start Page

Ultimately, I think the right answer here is we need help from the
bootloader, and ultimately some hardware help or some initialization
at factory time which isn't too easily hacked by a Tailored Access
Organization team who can intercept hardware shipments.  :-)

> A minor issue that may not be of too much importance: if there is a user 
> space entropy provider waiting with select(2) or poll(2) on /dev/random (like 
> rngd or my jitterentropy-rngd), this provider is only woken up when somebody 
> pulls on /dev/random. If /dev/urandom is pulled (and the system does not 
> receive entropy from the add*randomness noise sources), the user space 
> provider is *not* woken up. So, /dev/urandom spins as a DRNG even though it 
> could use a topping off of its entropy once in a while. In my jitterentropy-
> rngd I have handled the situation that in addition to a select(2), the daemon 
> is woken up every 5 seconds to read the entropy_avail file and starts 
> injecting data into the kernel if it falls below a threshold. Yet, this is a 
> hack. The wakeup function in the kernel should be placed at a different 
> location to also have /dev/urandom benefit from the wakeup.

end Page
start Records to use

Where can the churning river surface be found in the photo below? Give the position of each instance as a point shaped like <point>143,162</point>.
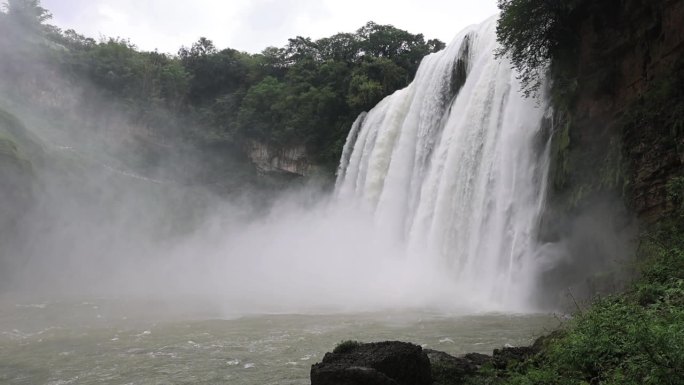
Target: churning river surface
<point>119,342</point>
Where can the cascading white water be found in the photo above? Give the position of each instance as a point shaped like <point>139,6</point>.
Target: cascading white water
<point>455,167</point>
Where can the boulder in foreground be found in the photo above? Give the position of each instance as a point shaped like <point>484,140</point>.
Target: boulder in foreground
<point>381,363</point>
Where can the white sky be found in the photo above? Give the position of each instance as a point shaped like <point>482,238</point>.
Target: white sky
<point>252,25</point>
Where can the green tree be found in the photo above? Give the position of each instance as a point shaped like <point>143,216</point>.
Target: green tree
<point>530,33</point>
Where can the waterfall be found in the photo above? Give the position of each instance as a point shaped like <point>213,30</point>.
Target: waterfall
<point>455,167</point>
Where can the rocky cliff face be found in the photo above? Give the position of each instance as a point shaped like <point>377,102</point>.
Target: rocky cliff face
<point>626,133</point>
<point>268,159</point>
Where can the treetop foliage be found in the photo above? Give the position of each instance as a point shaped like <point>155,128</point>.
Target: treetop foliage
<point>531,32</point>
<point>308,92</point>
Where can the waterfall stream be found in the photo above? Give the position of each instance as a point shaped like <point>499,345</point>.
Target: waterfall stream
<point>455,166</point>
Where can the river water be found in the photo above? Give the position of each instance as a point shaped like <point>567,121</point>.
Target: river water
<point>123,342</point>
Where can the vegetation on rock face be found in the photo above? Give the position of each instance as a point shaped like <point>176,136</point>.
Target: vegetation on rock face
<point>636,337</point>
<point>632,339</point>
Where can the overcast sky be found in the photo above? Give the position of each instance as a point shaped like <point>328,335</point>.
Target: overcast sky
<point>252,25</point>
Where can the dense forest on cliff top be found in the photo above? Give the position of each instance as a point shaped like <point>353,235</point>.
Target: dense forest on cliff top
<point>306,93</point>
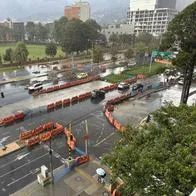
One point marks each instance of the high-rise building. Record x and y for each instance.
(80, 10)
(151, 16)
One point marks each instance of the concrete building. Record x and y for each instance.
(13, 31)
(118, 29)
(151, 16)
(80, 10)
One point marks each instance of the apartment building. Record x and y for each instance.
(151, 16)
(79, 10)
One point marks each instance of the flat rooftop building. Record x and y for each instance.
(151, 16)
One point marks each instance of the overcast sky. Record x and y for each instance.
(22, 8)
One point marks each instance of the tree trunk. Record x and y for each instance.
(188, 74)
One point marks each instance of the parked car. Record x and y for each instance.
(97, 94)
(82, 75)
(137, 87)
(35, 87)
(123, 86)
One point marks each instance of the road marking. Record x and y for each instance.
(19, 179)
(55, 154)
(19, 157)
(23, 165)
(104, 139)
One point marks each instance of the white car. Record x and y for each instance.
(123, 86)
(35, 87)
(82, 75)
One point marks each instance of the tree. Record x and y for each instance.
(59, 29)
(41, 33)
(114, 52)
(181, 31)
(9, 55)
(160, 158)
(21, 53)
(51, 50)
(31, 31)
(98, 55)
(129, 53)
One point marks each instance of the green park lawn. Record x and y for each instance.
(155, 69)
(35, 51)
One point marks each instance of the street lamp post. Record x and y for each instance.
(92, 48)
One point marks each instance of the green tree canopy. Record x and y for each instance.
(129, 53)
(51, 49)
(75, 38)
(181, 31)
(9, 55)
(59, 29)
(21, 53)
(160, 158)
(98, 54)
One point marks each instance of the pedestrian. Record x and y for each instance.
(2, 95)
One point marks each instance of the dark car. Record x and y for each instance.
(123, 86)
(137, 87)
(97, 94)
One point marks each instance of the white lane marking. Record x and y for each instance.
(22, 156)
(19, 179)
(4, 139)
(22, 166)
(19, 157)
(55, 154)
(104, 139)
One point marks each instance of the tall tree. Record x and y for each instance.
(21, 53)
(31, 31)
(160, 158)
(51, 49)
(9, 55)
(129, 53)
(59, 29)
(41, 33)
(181, 31)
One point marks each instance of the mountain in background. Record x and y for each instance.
(104, 11)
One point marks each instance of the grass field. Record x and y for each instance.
(156, 69)
(35, 51)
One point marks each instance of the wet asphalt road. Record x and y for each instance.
(20, 168)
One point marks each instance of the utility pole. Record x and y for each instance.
(86, 141)
(51, 163)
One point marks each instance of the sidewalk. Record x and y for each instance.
(79, 182)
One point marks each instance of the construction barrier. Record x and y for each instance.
(45, 127)
(50, 107)
(37, 130)
(32, 141)
(58, 104)
(8, 120)
(71, 140)
(74, 100)
(67, 85)
(48, 126)
(59, 129)
(82, 159)
(66, 102)
(45, 136)
(25, 135)
(140, 76)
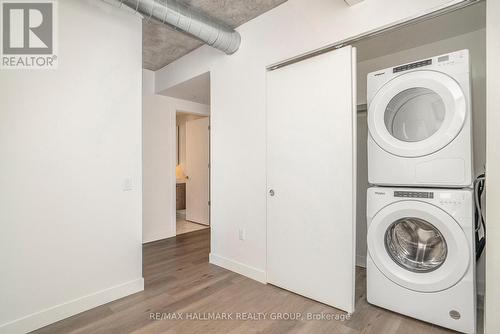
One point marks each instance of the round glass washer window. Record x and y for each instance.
(415, 245)
(414, 114)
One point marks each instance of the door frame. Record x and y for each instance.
(173, 161)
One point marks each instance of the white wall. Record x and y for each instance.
(70, 236)
(476, 43)
(238, 118)
(159, 159)
(492, 296)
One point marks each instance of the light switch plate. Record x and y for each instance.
(242, 234)
(353, 2)
(127, 184)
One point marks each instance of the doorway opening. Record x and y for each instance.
(192, 172)
(191, 165)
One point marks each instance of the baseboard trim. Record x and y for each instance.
(65, 310)
(361, 261)
(238, 267)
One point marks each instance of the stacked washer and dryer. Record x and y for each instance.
(421, 216)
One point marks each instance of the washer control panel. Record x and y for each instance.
(414, 194)
(412, 66)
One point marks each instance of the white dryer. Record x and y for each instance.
(421, 260)
(419, 121)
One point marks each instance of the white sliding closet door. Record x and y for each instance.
(311, 203)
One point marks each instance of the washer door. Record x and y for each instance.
(417, 113)
(418, 246)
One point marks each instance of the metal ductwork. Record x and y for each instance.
(178, 15)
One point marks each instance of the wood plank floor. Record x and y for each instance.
(178, 278)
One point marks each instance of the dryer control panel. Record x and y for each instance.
(414, 194)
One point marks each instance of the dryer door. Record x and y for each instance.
(417, 113)
(418, 246)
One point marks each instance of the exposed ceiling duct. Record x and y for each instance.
(178, 15)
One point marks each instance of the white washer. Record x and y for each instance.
(421, 254)
(419, 121)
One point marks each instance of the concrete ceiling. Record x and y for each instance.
(162, 45)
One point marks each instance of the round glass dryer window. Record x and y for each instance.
(415, 245)
(414, 114)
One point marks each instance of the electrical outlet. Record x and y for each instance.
(242, 234)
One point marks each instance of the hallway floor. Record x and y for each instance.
(179, 282)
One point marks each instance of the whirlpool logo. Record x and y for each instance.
(28, 34)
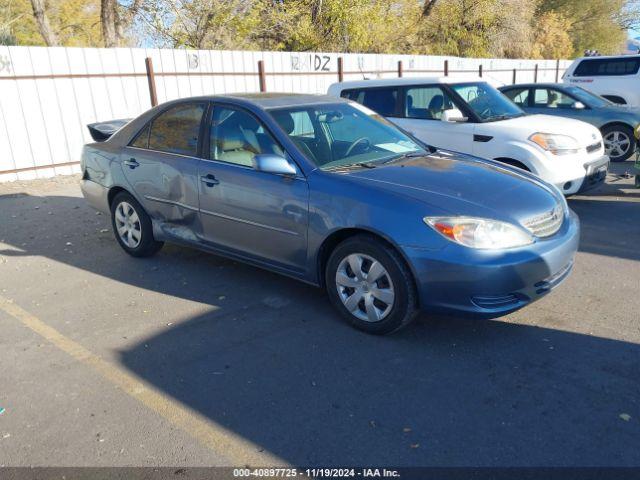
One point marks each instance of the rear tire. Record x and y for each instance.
(132, 226)
(379, 305)
(619, 142)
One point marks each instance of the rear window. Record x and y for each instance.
(607, 67)
(519, 96)
(381, 100)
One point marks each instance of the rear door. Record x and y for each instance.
(161, 165)
(259, 215)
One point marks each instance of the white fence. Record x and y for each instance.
(49, 95)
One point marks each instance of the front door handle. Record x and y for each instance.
(131, 163)
(209, 180)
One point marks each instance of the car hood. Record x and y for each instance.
(526, 125)
(458, 184)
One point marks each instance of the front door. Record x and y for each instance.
(244, 211)
(161, 165)
(423, 108)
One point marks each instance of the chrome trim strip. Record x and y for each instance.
(248, 222)
(171, 202)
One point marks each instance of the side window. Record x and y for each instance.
(177, 129)
(426, 103)
(551, 98)
(236, 137)
(380, 100)
(519, 96)
(607, 67)
(142, 139)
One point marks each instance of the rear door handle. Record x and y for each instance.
(131, 163)
(209, 180)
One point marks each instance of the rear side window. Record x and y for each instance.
(519, 96)
(177, 129)
(380, 100)
(142, 140)
(607, 67)
(426, 102)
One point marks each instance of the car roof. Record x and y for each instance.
(531, 85)
(279, 100)
(264, 101)
(606, 57)
(389, 82)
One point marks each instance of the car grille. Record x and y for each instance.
(546, 224)
(594, 147)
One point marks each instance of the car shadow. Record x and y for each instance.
(276, 366)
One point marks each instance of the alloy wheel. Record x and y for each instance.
(128, 224)
(616, 143)
(365, 287)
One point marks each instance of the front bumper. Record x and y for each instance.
(493, 283)
(596, 173)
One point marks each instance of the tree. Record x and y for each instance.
(42, 19)
(551, 37)
(592, 24)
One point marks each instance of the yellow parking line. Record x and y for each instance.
(233, 447)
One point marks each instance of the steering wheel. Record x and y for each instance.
(362, 140)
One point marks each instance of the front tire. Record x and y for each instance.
(369, 283)
(618, 142)
(132, 226)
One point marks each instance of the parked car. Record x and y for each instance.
(328, 192)
(616, 78)
(617, 123)
(473, 117)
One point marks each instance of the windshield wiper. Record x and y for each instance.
(404, 155)
(352, 165)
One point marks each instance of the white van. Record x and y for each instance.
(473, 117)
(615, 78)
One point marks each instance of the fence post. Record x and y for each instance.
(151, 80)
(261, 77)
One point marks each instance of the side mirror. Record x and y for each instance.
(275, 164)
(453, 115)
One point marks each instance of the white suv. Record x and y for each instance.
(473, 117)
(615, 78)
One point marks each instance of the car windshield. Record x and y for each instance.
(344, 135)
(588, 98)
(486, 102)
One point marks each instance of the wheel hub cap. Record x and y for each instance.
(365, 287)
(128, 224)
(616, 144)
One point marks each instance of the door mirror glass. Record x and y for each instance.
(275, 164)
(453, 115)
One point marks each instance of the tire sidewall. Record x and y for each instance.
(404, 303)
(147, 242)
(629, 133)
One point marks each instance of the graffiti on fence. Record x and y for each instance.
(312, 62)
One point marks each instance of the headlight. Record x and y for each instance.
(479, 232)
(556, 144)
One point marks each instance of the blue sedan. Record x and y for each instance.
(619, 124)
(328, 192)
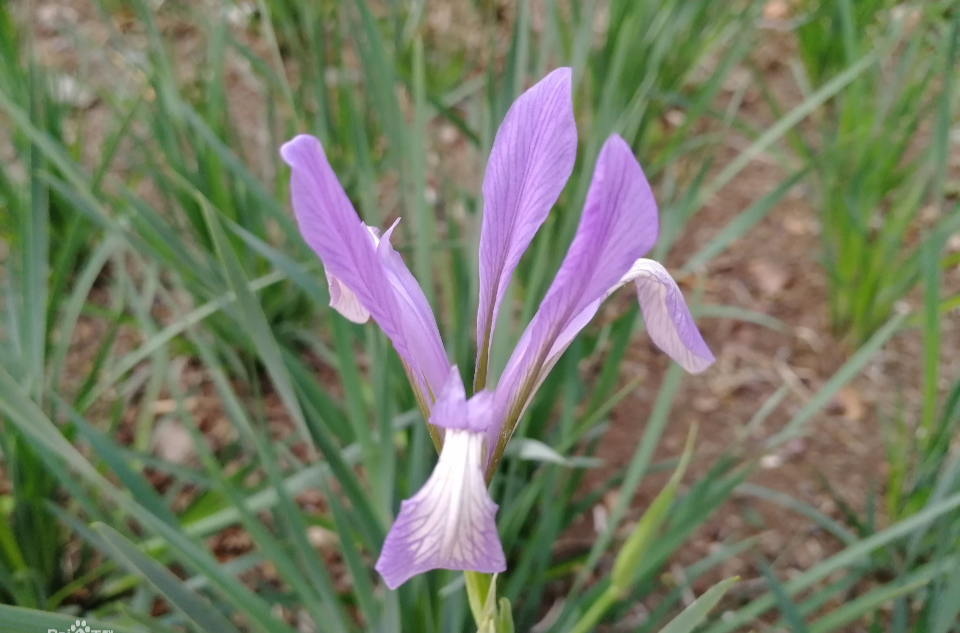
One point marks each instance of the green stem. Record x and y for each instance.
(478, 587)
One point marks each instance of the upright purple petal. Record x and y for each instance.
(531, 159)
(367, 277)
(618, 225)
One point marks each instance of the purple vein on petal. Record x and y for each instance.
(618, 225)
(372, 273)
(530, 161)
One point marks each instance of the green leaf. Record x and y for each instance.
(697, 612)
(200, 612)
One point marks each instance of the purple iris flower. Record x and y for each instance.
(450, 523)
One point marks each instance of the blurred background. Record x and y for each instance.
(191, 440)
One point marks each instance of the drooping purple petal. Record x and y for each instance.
(362, 271)
(618, 225)
(666, 316)
(530, 161)
(450, 523)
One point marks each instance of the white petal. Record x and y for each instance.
(450, 523)
(344, 301)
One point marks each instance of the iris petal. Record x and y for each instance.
(618, 225)
(368, 278)
(450, 523)
(530, 161)
(666, 316)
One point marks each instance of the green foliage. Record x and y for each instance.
(188, 265)
(879, 148)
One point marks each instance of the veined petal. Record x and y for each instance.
(530, 161)
(367, 278)
(418, 320)
(618, 226)
(666, 316)
(450, 523)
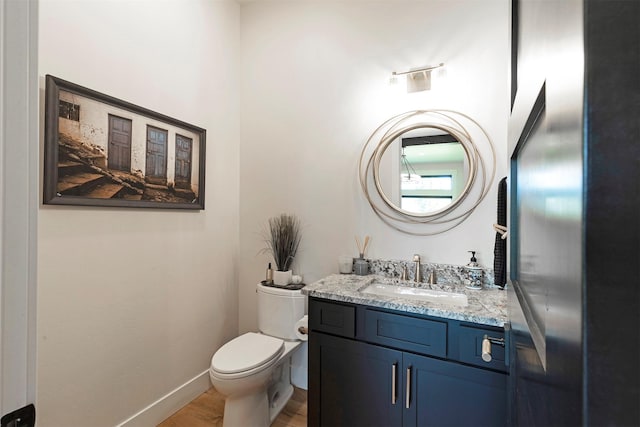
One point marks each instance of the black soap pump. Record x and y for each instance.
(473, 262)
(473, 273)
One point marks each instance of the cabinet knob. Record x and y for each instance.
(486, 346)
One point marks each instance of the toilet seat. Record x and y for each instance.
(245, 355)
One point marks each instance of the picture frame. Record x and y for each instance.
(103, 151)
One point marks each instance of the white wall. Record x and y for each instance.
(315, 86)
(132, 303)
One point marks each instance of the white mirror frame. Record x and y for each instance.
(451, 216)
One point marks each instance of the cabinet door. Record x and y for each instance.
(351, 383)
(450, 394)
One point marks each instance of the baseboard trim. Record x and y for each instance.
(168, 404)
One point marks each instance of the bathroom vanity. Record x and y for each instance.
(379, 359)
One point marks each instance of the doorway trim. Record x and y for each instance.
(19, 201)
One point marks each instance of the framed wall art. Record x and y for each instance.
(102, 151)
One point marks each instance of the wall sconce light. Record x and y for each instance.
(418, 79)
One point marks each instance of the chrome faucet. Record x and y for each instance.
(432, 277)
(417, 277)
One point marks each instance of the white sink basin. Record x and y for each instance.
(421, 294)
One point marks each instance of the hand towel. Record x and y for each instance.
(500, 248)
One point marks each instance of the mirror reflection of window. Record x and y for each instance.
(426, 193)
(426, 182)
(425, 203)
(432, 172)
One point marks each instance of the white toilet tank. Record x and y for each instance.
(279, 310)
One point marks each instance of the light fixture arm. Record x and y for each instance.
(417, 70)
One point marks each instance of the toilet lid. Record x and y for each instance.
(246, 352)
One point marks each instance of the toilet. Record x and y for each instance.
(256, 371)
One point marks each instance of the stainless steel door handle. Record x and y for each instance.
(394, 394)
(408, 394)
(486, 346)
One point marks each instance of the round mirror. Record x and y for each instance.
(425, 171)
(425, 167)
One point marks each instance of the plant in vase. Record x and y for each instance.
(283, 239)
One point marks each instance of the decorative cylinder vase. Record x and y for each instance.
(282, 278)
(361, 267)
(345, 264)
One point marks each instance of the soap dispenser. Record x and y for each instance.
(473, 273)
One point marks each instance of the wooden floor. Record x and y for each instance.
(207, 409)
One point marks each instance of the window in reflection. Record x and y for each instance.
(426, 193)
(425, 203)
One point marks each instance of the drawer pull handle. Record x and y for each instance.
(394, 394)
(408, 394)
(486, 346)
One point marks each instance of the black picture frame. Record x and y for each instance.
(103, 151)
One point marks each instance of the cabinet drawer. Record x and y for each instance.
(428, 337)
(332, 318)
(470, 342)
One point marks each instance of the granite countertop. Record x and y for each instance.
(487, 306)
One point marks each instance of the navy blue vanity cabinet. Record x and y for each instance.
(376, 367)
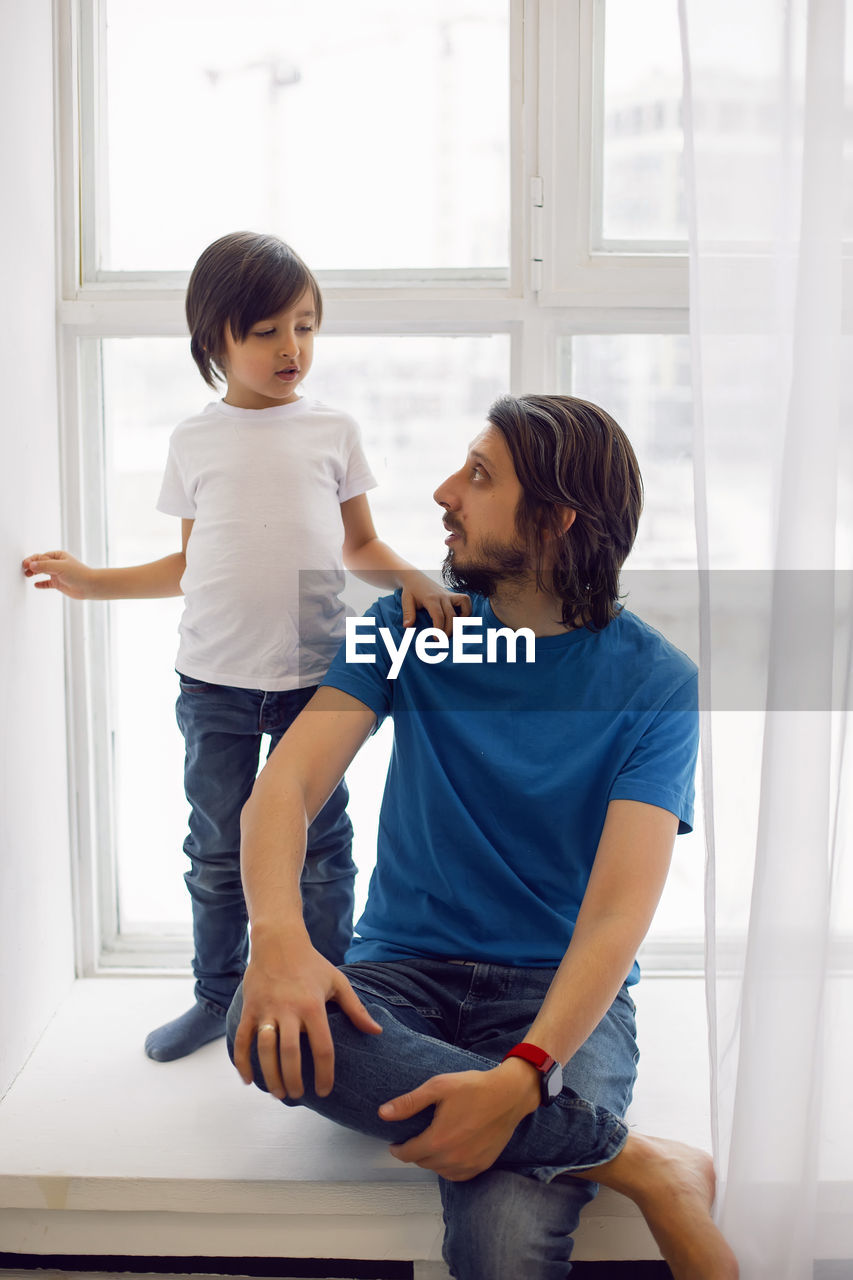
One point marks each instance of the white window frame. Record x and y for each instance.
(556, 284)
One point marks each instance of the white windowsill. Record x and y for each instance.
(105, 1152)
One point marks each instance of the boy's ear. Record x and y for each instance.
(560, 522)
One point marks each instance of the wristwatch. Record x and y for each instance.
(550, 1070)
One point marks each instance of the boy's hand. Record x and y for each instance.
(477, 1114)
(64, 574)
(442, 606)
(286, 988)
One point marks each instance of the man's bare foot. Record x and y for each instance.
(673, 1187)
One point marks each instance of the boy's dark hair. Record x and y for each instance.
(570, 453)
(240, 279)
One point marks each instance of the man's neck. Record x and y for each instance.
(524, 606)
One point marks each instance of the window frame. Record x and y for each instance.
(557, 284)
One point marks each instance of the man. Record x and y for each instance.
(527, 828)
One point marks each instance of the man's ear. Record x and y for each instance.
(561, 521)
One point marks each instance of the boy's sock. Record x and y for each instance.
(185, 1034)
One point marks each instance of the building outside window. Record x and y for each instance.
(492, 196)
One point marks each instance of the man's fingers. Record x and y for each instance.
(242, 1050)
(323, 1055)
(268, 1055)
(410, 1104)
(345, 996)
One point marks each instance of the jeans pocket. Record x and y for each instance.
(190, 685)
(373, 984)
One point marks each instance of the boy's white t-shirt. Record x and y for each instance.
(264, 561)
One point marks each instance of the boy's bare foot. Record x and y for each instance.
(673, 1185)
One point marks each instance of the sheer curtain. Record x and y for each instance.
(769, 156)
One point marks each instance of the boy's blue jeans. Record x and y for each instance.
(222, 727)
(515, 1220)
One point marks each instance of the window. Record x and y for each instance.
(465, 182)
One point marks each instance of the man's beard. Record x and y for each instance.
(496, 565)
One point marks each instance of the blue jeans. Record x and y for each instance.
(222, 727)
(515, 1219)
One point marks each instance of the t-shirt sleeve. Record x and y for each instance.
(361, 664)
(174, 499)
(357, 476)
(661, 768)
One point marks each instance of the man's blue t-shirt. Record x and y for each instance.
(501, 775)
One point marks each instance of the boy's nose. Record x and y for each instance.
(443, 494)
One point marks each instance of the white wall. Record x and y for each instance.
(36, 949)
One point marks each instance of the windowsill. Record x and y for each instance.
(105, 1152)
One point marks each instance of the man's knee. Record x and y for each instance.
(505, 1225)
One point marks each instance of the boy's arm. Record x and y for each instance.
(80, 581)
(287, 983)
(478, 1111)
(375, 562)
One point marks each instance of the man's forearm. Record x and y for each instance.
(624, 888)
(273, 839)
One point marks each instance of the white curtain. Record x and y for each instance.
(769, 161)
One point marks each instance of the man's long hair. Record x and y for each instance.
(570, 453)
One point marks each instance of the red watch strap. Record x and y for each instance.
(532, 1054)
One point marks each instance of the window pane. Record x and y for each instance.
(642, 168)
(416, 417)
(643, 380)
(370, 135)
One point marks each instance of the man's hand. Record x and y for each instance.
(475, 1116)
(64, 574)
(420, 592)
(286, 988)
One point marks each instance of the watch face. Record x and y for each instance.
(551, 1084)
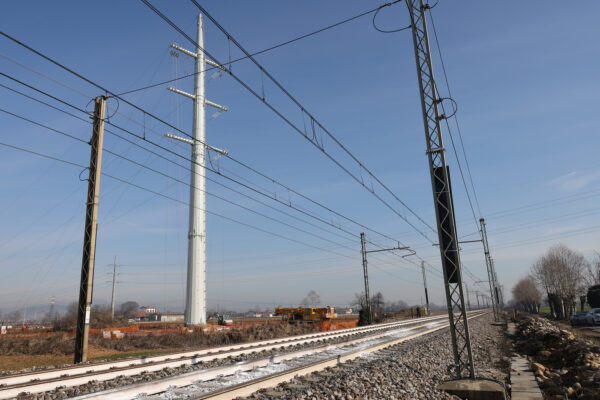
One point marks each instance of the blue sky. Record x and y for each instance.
(525, 83)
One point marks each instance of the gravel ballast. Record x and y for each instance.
(95, 386)
(411, 370)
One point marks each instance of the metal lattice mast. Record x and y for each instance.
(490, 269)
(442, 193)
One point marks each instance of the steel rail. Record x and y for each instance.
(142, 360)
(72, 376)
(247, 388)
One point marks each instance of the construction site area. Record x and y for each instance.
(302, 200)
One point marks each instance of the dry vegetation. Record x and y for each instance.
(565, 366)
(18, 353)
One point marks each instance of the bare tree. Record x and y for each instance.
(560, 272)
(591, 274)
(526, 295)
(129, 308)
(312, 299)
(377, 303)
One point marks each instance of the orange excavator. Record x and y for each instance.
(295, 315)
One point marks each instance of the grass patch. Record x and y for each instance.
(117, 356)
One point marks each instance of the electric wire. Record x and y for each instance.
(267, 49)
(455, 116)
(291, 124)
(143, 138)
(124, 181)
(189, 185)
(174, 179)
(112, 94)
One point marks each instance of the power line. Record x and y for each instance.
(455, 116)
(176, 179)
(177, 200)
(313, 121)
(462, 176)
(267, 49)
(168, 150)
(120, 98)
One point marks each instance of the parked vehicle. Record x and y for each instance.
(579, 318)
(594, 313)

end Records to use

**Requests**
[A] According to the excerpt about /dev/random, how often does the jitterentropy-rngd daemon wake up to read the entropy_avail file?
[B] Add -50 to every coordinate in the answers of the records, beginning with the line containing "One point marks each instance of the boy's bare" and continuing through the line containing "(505, 1225)". Rewrite only those lines, requests included.

**Answers to the exercises**
[A] Every 5 seconds.

[B]
One point marks each instance of the boy's bare foot. Record x and y for each instance.
(623, 1135)
One point marks each instance of the sheer curtain. Record x and y for each instance.
(719, 106)
One point marks each instance of the boy's blue jeans. Record x and y for each instance.
(172, 677)
(465, 1170)
One point marks each instance of the window. Record x and y for each instance.
(415, 132)
One point marks each instance of the man's beard. Record x and y for each instance.
(446, 515)
One point marks each instance of the blue jeans. Record x and y for each instance.
(172, 677)
(465, 1169)
One point marks each instance of the t-shirt sleeve. Record x and y for each instance.
(311, 614)
(124, 449)
(307, 426)
(611, 718)
One point marks each instance of the man's blue t-shirt. Record x and y for each instance.
(451, 725)
One point marks each instance of the boy's nose. Record x and y for each instance.
(393, 444)
One point marks each instance of the white wall. Record x and y for each instance.
(-14, 899)
One point marks each instance of the windowsill. Record x and y for each instance.
(55, 1102)
One point marks each instance of the man's knee. Record x and y for each instance.
(455, 1175)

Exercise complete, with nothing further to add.